[DIRECTIONS]: Update each of the entries below by replacing "segmentation" with "outline" and keep every other part unchanged.

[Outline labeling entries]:
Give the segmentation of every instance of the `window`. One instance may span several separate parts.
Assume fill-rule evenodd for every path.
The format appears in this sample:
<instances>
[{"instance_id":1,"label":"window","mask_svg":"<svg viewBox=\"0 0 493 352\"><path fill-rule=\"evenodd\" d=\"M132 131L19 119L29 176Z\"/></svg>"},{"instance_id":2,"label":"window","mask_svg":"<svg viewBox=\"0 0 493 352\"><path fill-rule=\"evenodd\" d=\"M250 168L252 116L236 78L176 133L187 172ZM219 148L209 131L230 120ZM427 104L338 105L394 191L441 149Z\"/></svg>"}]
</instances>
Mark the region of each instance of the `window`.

[THE ANSWER]:
Give the outline of every instance of the `window`. One instance may span several separate parts.
Assume fill-rule evenodd for every path.
The format appears in this sample:
<instances>
[{"instance_id":1,"label":"window","mask_svg":"<svg viewBox=\"0 0 493 352\"><path fill-rule=\"evenodd\" d=\"M132 131L19 119L29 176Z\"/></svg>"},{"instance_id":2,"label":"window","mask_svg":"<svg viewBox=\"0 0 493 352\"><path fill-rule=\"evenodd\" d=\"M250 168L252 116L236 78L176 133L187 172ZM219 148L209 131L230 120ZM427 104L338 105L394 191L441 149Z\"/></svg>"}]
</instances>
Mark the region of each instance of the `window`.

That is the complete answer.